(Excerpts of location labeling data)

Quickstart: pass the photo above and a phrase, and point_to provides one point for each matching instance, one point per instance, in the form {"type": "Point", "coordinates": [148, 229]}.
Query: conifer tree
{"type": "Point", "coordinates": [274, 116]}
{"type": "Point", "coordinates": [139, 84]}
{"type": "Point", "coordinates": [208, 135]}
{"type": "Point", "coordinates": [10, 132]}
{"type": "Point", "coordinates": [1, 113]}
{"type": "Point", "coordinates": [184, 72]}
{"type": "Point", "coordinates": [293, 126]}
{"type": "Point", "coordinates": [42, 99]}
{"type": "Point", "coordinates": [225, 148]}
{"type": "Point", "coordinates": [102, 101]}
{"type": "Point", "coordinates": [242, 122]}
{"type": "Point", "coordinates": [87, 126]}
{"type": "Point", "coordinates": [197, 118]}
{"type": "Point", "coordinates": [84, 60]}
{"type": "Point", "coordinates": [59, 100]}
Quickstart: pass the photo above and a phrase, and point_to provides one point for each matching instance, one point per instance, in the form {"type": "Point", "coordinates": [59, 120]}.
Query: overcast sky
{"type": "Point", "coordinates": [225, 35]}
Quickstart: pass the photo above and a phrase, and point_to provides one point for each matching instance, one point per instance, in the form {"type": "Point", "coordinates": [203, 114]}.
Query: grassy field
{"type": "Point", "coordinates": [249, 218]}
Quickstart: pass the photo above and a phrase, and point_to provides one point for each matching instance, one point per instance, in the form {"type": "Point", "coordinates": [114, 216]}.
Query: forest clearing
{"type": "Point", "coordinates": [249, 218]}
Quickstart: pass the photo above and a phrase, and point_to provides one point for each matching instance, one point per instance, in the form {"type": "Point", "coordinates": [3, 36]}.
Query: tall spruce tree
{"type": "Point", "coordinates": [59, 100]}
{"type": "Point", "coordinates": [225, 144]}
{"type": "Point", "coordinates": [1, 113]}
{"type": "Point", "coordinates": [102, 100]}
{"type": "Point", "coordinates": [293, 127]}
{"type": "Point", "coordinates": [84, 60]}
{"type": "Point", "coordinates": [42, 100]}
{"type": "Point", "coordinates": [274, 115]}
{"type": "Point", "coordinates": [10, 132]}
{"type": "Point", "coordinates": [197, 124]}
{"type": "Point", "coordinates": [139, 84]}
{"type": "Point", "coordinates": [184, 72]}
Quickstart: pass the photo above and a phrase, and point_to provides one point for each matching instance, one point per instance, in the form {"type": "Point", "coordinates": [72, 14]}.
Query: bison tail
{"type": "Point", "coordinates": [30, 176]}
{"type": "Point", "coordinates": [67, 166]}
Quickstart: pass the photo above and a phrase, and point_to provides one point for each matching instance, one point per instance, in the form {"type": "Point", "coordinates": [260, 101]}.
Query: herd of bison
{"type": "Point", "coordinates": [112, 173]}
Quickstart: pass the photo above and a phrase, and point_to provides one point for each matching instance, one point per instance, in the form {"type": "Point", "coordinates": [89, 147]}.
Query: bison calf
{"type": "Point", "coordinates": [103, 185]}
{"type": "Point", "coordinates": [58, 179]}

* * *

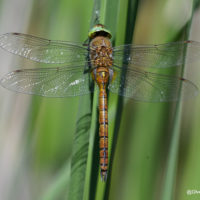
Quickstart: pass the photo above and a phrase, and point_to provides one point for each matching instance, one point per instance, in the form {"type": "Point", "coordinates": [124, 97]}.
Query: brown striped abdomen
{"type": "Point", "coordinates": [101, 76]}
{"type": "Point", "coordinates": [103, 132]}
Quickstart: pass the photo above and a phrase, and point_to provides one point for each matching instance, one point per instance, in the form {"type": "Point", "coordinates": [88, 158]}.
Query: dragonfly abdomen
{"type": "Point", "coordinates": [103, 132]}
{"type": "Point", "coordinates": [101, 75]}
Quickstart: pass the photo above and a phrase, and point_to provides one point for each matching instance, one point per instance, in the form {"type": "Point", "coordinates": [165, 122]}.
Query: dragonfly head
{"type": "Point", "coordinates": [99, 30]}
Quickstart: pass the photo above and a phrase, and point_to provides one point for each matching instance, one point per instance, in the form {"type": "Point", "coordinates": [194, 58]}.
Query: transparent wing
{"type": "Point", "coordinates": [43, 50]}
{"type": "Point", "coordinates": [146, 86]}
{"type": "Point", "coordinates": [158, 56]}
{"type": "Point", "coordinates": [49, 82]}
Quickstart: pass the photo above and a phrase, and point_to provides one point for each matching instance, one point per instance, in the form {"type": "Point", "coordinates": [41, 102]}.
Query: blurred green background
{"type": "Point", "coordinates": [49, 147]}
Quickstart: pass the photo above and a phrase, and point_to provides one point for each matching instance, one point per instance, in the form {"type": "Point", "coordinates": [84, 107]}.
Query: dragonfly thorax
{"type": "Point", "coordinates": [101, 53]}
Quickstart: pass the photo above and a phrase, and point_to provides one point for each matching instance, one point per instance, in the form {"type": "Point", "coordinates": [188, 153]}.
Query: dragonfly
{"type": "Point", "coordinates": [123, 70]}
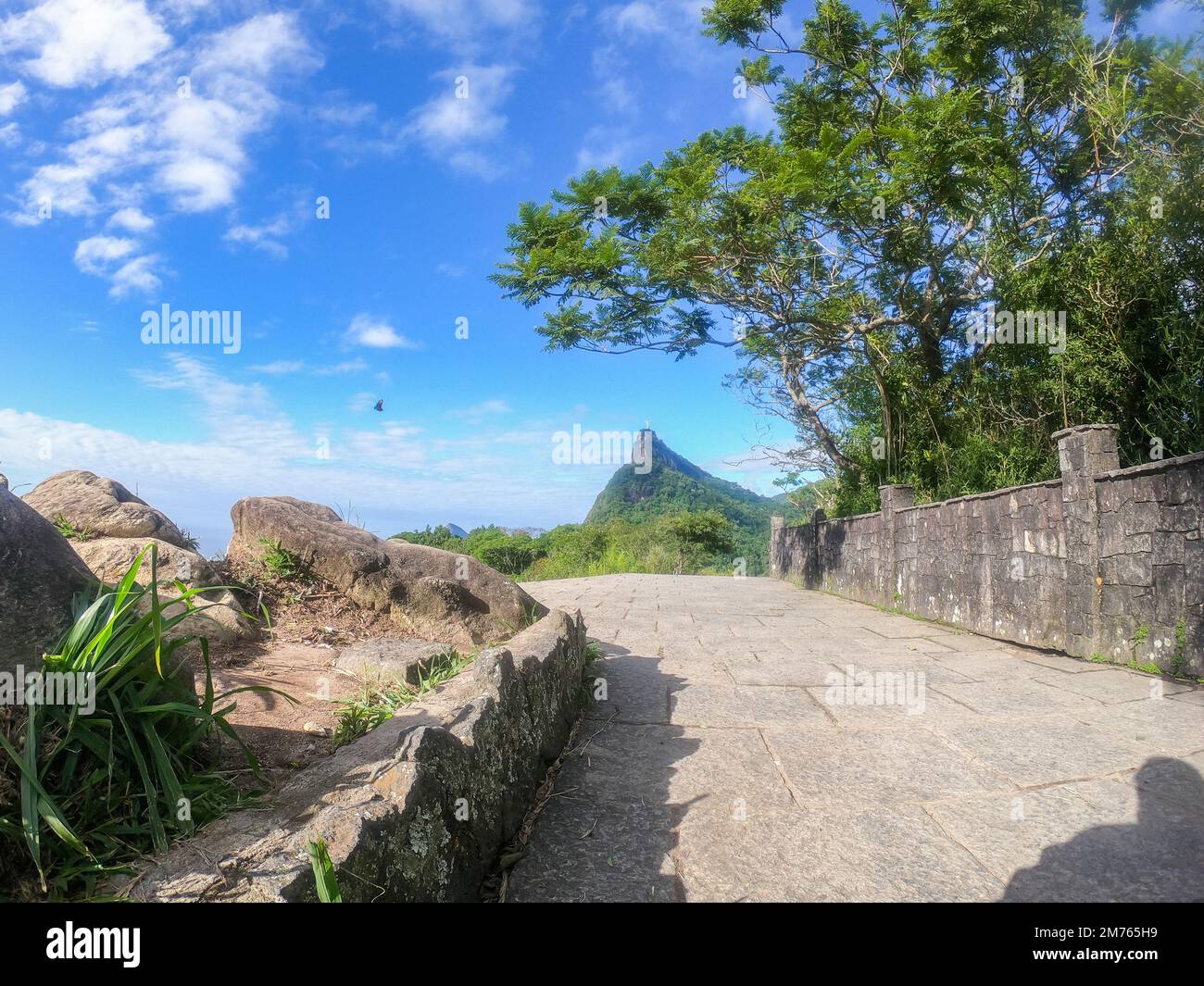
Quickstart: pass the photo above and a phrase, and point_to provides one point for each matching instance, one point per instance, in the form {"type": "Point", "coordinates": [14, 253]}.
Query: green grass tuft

...

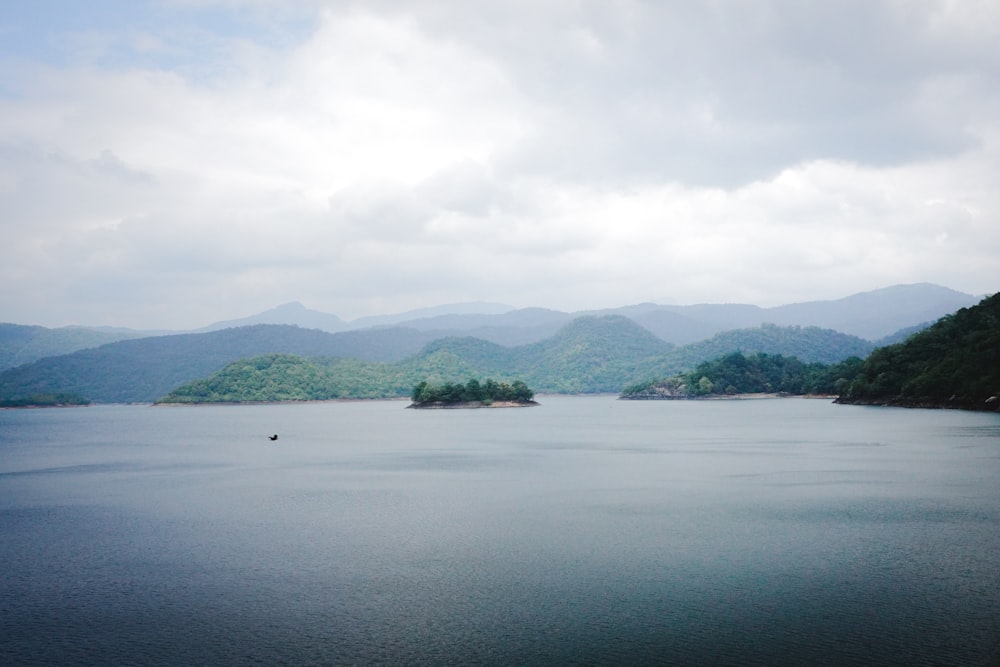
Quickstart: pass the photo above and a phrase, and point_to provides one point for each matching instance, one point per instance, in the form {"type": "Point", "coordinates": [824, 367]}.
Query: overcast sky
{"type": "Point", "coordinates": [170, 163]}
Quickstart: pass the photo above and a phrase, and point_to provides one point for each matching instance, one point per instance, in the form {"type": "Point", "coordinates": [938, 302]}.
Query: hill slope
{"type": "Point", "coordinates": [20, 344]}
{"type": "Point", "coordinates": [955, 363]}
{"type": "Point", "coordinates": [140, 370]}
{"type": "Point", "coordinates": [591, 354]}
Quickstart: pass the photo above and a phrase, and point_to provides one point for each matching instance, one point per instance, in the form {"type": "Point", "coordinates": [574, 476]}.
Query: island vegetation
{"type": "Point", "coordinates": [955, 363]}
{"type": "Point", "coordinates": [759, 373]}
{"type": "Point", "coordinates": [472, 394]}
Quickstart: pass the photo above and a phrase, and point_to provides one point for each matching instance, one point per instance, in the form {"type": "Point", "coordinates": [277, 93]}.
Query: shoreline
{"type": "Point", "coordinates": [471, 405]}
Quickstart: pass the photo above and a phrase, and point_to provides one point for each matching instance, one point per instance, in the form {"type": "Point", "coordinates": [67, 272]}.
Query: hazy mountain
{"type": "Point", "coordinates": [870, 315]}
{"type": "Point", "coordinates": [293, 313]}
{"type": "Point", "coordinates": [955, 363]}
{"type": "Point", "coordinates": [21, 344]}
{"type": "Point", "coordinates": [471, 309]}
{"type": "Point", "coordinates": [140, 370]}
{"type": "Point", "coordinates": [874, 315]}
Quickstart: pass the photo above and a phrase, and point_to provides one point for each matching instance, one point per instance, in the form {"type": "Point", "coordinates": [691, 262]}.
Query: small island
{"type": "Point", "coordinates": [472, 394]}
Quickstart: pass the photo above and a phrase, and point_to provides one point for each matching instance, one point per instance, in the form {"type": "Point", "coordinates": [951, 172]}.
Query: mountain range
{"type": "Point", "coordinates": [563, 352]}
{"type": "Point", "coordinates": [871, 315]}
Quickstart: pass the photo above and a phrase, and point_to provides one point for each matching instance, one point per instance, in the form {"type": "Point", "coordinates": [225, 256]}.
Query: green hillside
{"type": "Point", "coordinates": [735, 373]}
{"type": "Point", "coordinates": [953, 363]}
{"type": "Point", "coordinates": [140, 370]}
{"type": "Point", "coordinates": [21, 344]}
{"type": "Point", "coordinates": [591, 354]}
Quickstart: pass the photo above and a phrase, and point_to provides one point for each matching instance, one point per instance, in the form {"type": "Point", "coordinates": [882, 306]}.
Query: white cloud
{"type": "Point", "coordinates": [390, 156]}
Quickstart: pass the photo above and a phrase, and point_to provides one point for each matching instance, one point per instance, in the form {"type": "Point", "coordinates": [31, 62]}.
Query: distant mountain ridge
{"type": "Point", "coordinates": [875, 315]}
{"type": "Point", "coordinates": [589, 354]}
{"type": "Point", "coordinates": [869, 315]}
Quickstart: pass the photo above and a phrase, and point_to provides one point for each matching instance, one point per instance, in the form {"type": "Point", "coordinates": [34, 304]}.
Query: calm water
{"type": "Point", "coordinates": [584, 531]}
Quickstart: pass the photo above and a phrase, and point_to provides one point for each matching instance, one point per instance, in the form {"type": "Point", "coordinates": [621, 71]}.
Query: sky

*Problem to solve:*
Pull out every row above that contains the word "tree", copying each one in full.

*Completed exercise:*
Query: conifer tree
Query: tall spruce tree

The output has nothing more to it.